**Pointing data excerpts:**
--

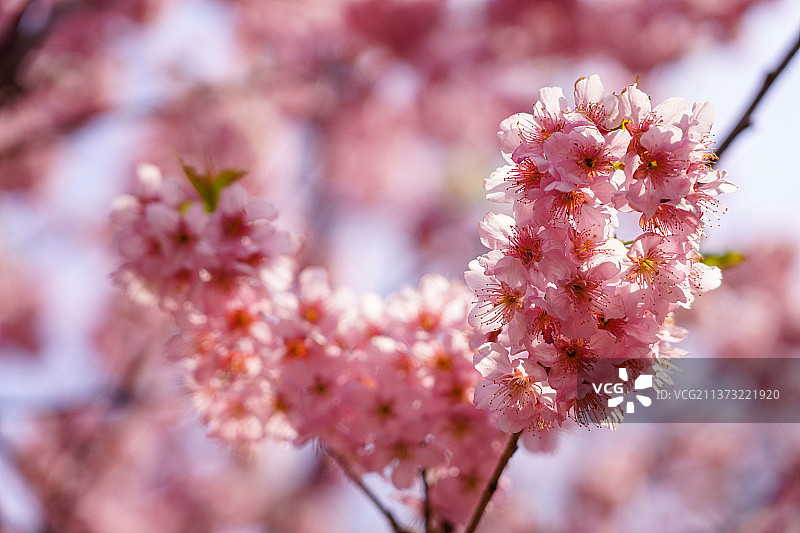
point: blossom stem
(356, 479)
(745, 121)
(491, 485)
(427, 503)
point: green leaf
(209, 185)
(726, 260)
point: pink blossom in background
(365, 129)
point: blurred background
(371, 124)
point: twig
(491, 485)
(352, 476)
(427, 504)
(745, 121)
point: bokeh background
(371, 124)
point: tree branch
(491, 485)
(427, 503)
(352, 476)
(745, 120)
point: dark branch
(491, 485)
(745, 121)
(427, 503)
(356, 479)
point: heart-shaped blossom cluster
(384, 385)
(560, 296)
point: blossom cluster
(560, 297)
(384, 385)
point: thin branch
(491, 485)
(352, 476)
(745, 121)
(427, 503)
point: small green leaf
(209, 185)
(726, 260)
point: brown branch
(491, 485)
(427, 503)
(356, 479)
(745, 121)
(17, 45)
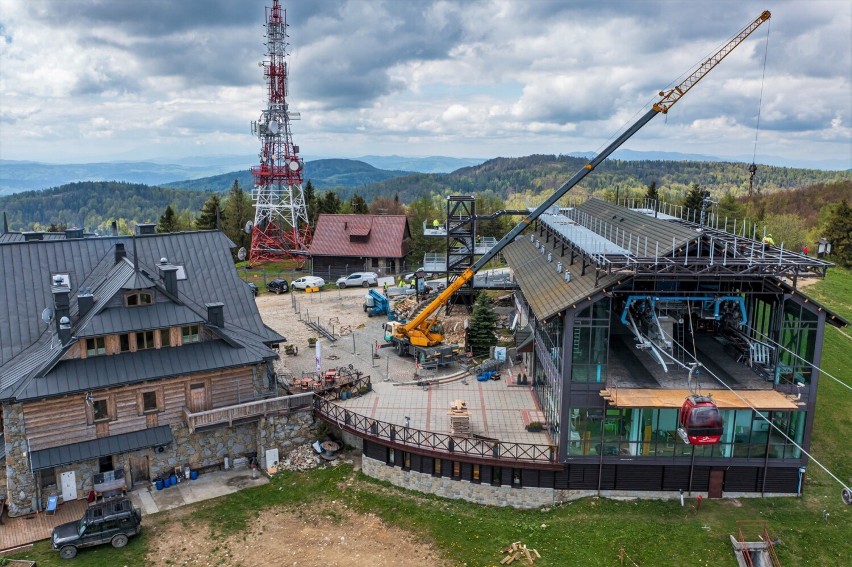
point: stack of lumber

--

**Task objective:** Copy the entire listing above verbatim, line for line, and omit the pictures.

**Solution to this problem:**
point: blossom stem
(356, 479)
(745, 121)
(491, 485)
(427, 503)
point: green leaf
(209, 185)
(726, 260)
point: pink blossom in background
(365, 129)
point: blurred background
(371, 124)
point: twig
(491, 485)
(352, 476)
(427, 504)
(745, 121)
point: bokeh background
(371, 124)
point: tree branch
(491, 485)
(427, 503)
(352, 476)
(745, 120)
point: dark branch
(491, 485)
(745, 121)
(427, 503)
(356, 479)
point: heart-shaped blossom cluster
(384, 385)
(560, 296)
point: blossom cluster
(560, 297)
(384, 385)
point: thin branch
(491, 485)
(352, 476)
(745, 121)
(427, 503)
point: small green leaf
(209, 185)
(726, 260)
point: brown branch
(491, 485)
(427, 503)
(356, 479)
(745, 121)
(17, 45)
point: stack of lumber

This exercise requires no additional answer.